(Work to complete)
Continue the news report on Qatar's push for an Arab summit on Gaza from the point where it ends.

Qatar says has quorum for Arab summit on Gaza
Qatar's official news agency quoted Prime Minister Sheikh Hamad bin Jassim al-Thani as saying the Gulf Arab gas exporter had received the names of the Iraqi delegation, making up the 15 League members needed for an official Arab summit to be held, and was waiting for Baghdad to inform the Arab League in writing.
Arab League Secretary-General Amr Moussa arrived in Kuwait on Wednesday and told reporters at the airport it would become clear within hours whether the summit would take place.
The United Arab Emirates has also confirmed it would be attending the summit scheduled to be held in Doha on Friday.
"There is an Arab effort that we hope will lead to the important thing, which is reaching a solution to the situation in the Gaza Strip," Qatar's news agency quoted Sheikh Hamad as saying, adding that Qatar had also received positive signals from some countries awaiting a quorum before making a decision.
With the death toll in Gaza edging towards 1,000, the summit plans have underscored deep divisions in the Arab world and risk further undermining an Arab League already considered by many ordinary Arabs to be a toothless body.

(Data extract)
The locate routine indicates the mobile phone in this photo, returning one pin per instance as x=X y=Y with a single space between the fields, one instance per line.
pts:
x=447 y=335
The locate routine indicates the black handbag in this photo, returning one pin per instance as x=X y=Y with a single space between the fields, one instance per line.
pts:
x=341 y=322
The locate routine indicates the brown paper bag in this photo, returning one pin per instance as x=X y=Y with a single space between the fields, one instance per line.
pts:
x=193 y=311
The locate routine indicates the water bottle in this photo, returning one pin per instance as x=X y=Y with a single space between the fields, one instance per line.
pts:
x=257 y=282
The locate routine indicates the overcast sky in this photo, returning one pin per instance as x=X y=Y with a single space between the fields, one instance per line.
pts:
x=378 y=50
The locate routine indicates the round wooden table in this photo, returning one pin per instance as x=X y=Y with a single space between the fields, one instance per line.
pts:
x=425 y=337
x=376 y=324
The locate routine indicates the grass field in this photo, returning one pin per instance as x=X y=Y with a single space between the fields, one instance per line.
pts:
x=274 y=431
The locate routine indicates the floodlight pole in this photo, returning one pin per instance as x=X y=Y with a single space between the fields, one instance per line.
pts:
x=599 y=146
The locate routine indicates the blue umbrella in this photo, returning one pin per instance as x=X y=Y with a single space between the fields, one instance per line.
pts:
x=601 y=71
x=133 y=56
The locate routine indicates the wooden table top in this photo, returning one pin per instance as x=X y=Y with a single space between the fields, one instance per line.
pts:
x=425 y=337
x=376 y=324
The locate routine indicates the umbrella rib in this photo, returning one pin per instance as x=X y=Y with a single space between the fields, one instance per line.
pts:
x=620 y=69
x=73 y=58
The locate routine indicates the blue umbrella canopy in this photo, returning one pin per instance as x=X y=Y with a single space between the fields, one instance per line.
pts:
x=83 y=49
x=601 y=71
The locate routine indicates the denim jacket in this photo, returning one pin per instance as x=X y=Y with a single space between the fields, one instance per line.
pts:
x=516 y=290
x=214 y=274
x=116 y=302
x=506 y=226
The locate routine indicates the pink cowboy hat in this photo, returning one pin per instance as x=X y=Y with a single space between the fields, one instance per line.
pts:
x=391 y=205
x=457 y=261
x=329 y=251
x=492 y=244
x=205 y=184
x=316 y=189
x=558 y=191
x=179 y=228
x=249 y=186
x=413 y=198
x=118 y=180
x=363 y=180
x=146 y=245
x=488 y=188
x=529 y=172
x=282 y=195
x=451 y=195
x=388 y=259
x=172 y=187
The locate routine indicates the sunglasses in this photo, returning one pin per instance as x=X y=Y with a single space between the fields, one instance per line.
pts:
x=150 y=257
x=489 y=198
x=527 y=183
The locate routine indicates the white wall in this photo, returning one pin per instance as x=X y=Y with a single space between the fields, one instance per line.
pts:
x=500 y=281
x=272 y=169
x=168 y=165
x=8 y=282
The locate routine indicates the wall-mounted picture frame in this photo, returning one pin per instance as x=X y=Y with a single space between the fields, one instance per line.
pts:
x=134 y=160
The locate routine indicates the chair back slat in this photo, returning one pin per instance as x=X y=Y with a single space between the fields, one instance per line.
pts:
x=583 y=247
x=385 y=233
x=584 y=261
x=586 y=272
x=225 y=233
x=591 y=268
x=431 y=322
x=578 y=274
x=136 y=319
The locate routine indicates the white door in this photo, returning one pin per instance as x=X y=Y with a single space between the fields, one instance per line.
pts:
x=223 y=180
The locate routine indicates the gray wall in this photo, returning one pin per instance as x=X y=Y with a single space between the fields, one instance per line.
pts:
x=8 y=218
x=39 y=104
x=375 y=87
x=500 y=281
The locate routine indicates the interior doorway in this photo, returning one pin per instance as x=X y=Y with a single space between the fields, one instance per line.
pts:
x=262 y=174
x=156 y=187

(Answer to this problem)
Qatar, which has recently patched up once-tense relations with its influential neighbour Saudi Arabia, had asked the 22-member Arab League in Cairo to convene an emergency Arab Summit on Gaza in its capital Doha on Friday.
But regional heavyweights Saudi Arabia and Egypt, both of which oppose the Hamas group that rules Gaza, said on Tuesday they would attend an Arab Economic Summit in Kuwait and would discuss the matter there next week.
Conservative Arab governments are wary of summits at times of crisis because they are reluctant to pass confrontational resolutions which would meet the expectations of public opinion. Egypt, the only Arab state bordering Gaza, has also faced Arab criticism for cooperating in the Israeli blockade of Gaza.
Egypt says it will not open the Gaza-Egypt border for normal traffic without the presence of the Palestinian Authority of President Mahmoud Abbas, whose forces Hamas routed in 2007.
The Kuwait summit would merge the discussion of the Gaza conflict with the previously scheduled economic meeting.
U.N. Secretary-General Ban Ki-Moon, who is on a Middle East tour aimed at securing a ceasefire in Gaza, is due to address the summit in Kuwait on Monday.
Sheikh Hamad said his country would attend the Kuwaiti summit at the highest level, regardless of whether a special meeting on Gaza is held in Doha or not.
Officials in Qatar said preparations for the Doha meeting were under way but there were still chances that it would not go ahead, with some officials insisting that key Arab states had refused to go. If it takes place without a quorum, the Arab League would not consider the meeting or its resolutions valid.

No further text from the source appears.